EXERCISE REQUIREMENTS:
Convert the records below into a numbered list, one line per item, leaving out blank lines and the pictures.
┌────────
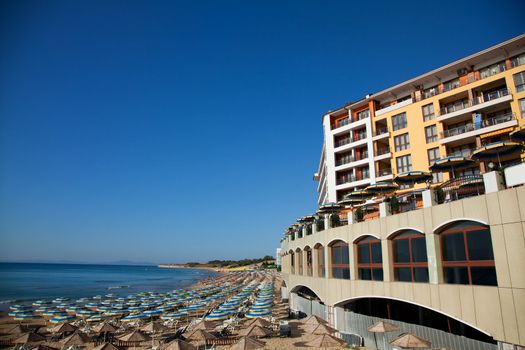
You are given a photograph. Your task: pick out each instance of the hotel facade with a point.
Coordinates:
(453, 272)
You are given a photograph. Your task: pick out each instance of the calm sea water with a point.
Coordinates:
(26, 282)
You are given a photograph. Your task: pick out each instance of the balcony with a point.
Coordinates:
(463, 107)
(475, 129)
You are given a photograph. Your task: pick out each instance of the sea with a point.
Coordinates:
(25, 282)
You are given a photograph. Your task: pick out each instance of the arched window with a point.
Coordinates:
(320, 260)
(299, 255)
(369, 259)
(340, 260)
(410, 257)
(467, 254)
(309, 262)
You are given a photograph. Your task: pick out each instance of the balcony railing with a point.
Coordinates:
(384, 172)
(476, 126)
(382, 151)
(459, 105)
(340, 123)
(381, 131)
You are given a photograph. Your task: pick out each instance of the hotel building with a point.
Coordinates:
(452, 273)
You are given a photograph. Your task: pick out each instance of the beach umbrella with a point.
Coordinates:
(135, 336)
(451, 163)
(75, 339)
(325, 341)
(31, 337)
(410, 341)
(313, 319)
(255, 331)
(261, 322)
(178, 344)
(154, 327)
(106, 346)
(320, 329)
(63, 328)
(206, 325)
(247, 343)
(497, 150)
(382, 327)
(518, 134)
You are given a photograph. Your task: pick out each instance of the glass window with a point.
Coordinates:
(402, 142)
(369, 259)
(468, 257)
(433, 155)
(404, 164)
(399, 121)
(519, 81)
(410, 257)
(492, 69)
(340, 260)
(428, 112)
(431, 133)
(518, 60)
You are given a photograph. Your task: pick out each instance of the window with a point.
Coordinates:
(404, 164)
(320, 261)
(428, 112)
(402, 142)
(518, 60)
(433, 155)
(431, 91)
(492, 69)
(522, 107)
(451, 84)
(467, 254)
(410, 257)
(399, 121)
(369, 259)
(431, 133)
(519, 81)
(340, 260)
(363, 114)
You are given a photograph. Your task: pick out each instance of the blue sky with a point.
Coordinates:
(169, 131)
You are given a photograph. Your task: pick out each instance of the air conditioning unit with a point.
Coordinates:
(462, 71)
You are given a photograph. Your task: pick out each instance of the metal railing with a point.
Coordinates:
(462, 104)
(381, 131)
(476, 126)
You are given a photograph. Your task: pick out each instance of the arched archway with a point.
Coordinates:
(369, 258)
(409, 256)
(467, 253)
(411, 313)
(340, 259)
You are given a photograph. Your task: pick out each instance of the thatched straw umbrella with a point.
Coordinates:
(205, 325)
(178, 344)
(325, 341)
(106, 346)
(201, 335)
(410, 341)
(258, 322)
(313, 319)
(382, 327)
(29, 338)
(247, 343)
(320, 329)
(255, 331)
(75, 339)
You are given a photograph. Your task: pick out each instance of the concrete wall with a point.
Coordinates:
(498, 311)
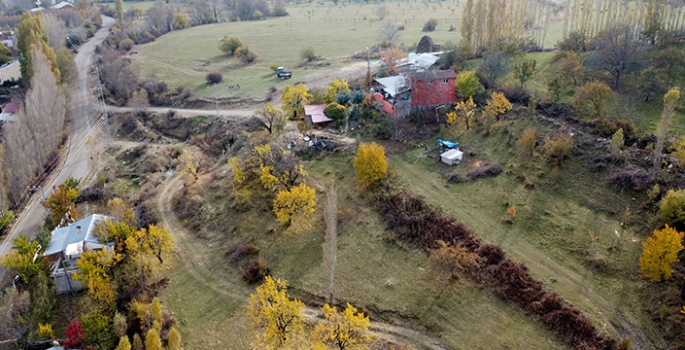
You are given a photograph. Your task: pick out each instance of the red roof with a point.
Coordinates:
(316, 113)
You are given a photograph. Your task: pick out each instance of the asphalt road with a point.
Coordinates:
(85, 119)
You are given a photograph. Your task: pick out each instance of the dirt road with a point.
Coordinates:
(84, 123)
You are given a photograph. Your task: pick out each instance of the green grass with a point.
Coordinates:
(394, 283)
(551, 229)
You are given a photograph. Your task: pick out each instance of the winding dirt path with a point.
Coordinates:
(188, 248)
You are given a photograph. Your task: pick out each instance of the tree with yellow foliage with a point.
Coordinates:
(155, 240)
(497, 105)
(22, 263)
(659, 251)
(293, 100)
(345, 330)
(465, 110)
(370, 163)
(95, 270)
(273, 312)
(61, 205)
(334, 88)
(299, 200)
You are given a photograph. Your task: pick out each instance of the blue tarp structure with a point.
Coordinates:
(448, 144)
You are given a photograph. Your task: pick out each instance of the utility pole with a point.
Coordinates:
└────────
FULL ANSWER:
1. You are given a photograph. Your task: pick out each instance of the hotel facade with a point.
2. Coordinates:
3. (453, 272)
4. You are given a photograph. Your task: pick out each instance of the calm sea water with a point.
5. Coordinates:
6. (26, 282)
7. You are given a photograph. Your task: pick out each instance of the balcony with a point.
8. Coordinates:
9. (463, 107)
10. (475, 129)
11. You are given a photograph. Your task: pick out each instance of the sea with a point.
12. Coordinates:
13. (25, 282)
14. You are given a photograph. Your task: pick out each instance of the arched window with a point.
15. Coordinates:
16. (320, 260)
17. (299, 255)
18. (369, 259)
19. (340, 260)
20. (410, 257)
21. (467, 254)
22. (309, 262)
23. You are given a photograph. Your task: pick out each instance of the balcony railing with a point.
24. Coordinates:
25. (384, 172)
26. (476, 126)
27. (382, 151)
28. (459, 105)
29. (340, 123)
30. (381, 131)
31. You are given a photograph. Your task: pick out each instance of the hotel building with a point.
32. Coordinates:
33. (452, 273)
34. You are given a photograph. Your task: pick out each instance of the beach umbrella with a point.
35. Coordinates:
36. (135, 336)
37. (451, 163)
38. (75, 339)
39. (325, 341)
40. (31, 337)
41. (410, 341)
42. (313, 319)
43. (255, 331)
44. (261, 322)
45. (178, 344)
46. (154, 327)
47. (106, 346)
48. (320, 329)
49. (63, 328)
50. (206, 325)
51. (247, 343)
52. (497, 150)
53. (382, 327)
54. (518, 134)
55. You are given a photograph. Your task: pick out each instance of the glass window with a point.
56. Coordinates:
57. (402, 142)
58. (369, 259)
59. (468, 257)
60. (433, 155)
61. (404, 164)
62. (399, 121)
63. (519, 81)
64. (410, 257)
65. (492, 69)
66. (340, 260)
67. (428, 112)
68. (431, 133)
69. (518, 60)
70. You are given a photograph. Your task: pick out each instance of the window with a point.
71. Coordinates:
72. (404, 164)
73. (320, 261)
74. (428, 112)
75. (402, 142)
76. (518, 60)
77. (433, 155)
78. (431, 91)
79. (492, 69)
80. (522, 107)
81. (451, 84)
82. (467, 254)
83. (410, 257)
84. (399, 121)
85. (369, 259)
86. (431, 133)
87. (519, 81)
88. (340, 260)
89. (363, 114)
90. You are given a photograph. Your task: pick out each instance of the blue sky with a point.
91. Coordinates:
92. (169, 131)
93. You are given a photograph. Your task: pick out each instance of the air conditioning unit with a point.
94. Coordinates:
95. (462, 71)
96. You are given a photograph. Your task: pick out each instance of the metal railing with a point.
97. Coordinates:
98. (462, 104)
99. (381, 131)
100. (476, 126)
101. You are given a photograph. Your task: pick out each instance of the arched archway with a point.
102. Coordinates:
103. (369, 258)
104. (409, 256)
105. (467, 253)
106. (411, 313)
107. (340, 259)
108. You are given a photograph. Your task: pick out each instance of the thatched straw umbrella with a point.
109. Coordinates:
110. (205, 325)
111. (178, 344)
112. (325, 341)
113. (106, 346)
114. (201, 335)
115. (410, 341)
116. (258, 322)
117. (313, 319)
118. (382, 327)
119. (29, 338)
120. (247, 343)
121. (320, 329)
122. (255, 331)
123. (75, 339)
124. You are given a photograph. Your task: pick out each instance of the concrete wall with a point.
125. Coordinates:
126. (498, 311)
127. You are given a photograph. Your task: pick out each instance of the red roof with a point.
128. Coordinates:
129. (316, 113)
130. You are given a photograph. Your task: pick out each instance of the asphalt road with a point.
131. Coordinates:
132. (85, 119)
133. You are given a photograph. Your task: pick out each instance of the dirt road with a point.
134. Coordinates:
135. (84, 123)
136. You are given a photograph. Your task: pick out each instance of the green grass with a point.
137. Coordinates:
138. (394, 283)
139. (551, 229)
140. You are given a photograph. Your task: pick out each instance of the winding dirt path with a point.
141. Coordinates:
142. (188, 248)
143. You are given a photograph. Your task: pick out each instance of the tree with yellow foliage with a point.
144. Coordinates:
145. (155, 240)
146. (497, 105)
147. (22, 263)
148. (659, 251)
149. (293, 100)
150. (345, 330)
151. (465, 110)
152. (370, 163)
153. (95, 270)
154. (273, 312)
155. (61, 205)
156. (334, 88)
157. (299, 200)
158. You are given a photograph. Your task: pick out each instance of the blue tarp structure with a point.
159. Coordinates:
160. (448, 144)
161. You are given a photograph. Your task: pick out each instance of the utility pole with a point.
162. Coordinates:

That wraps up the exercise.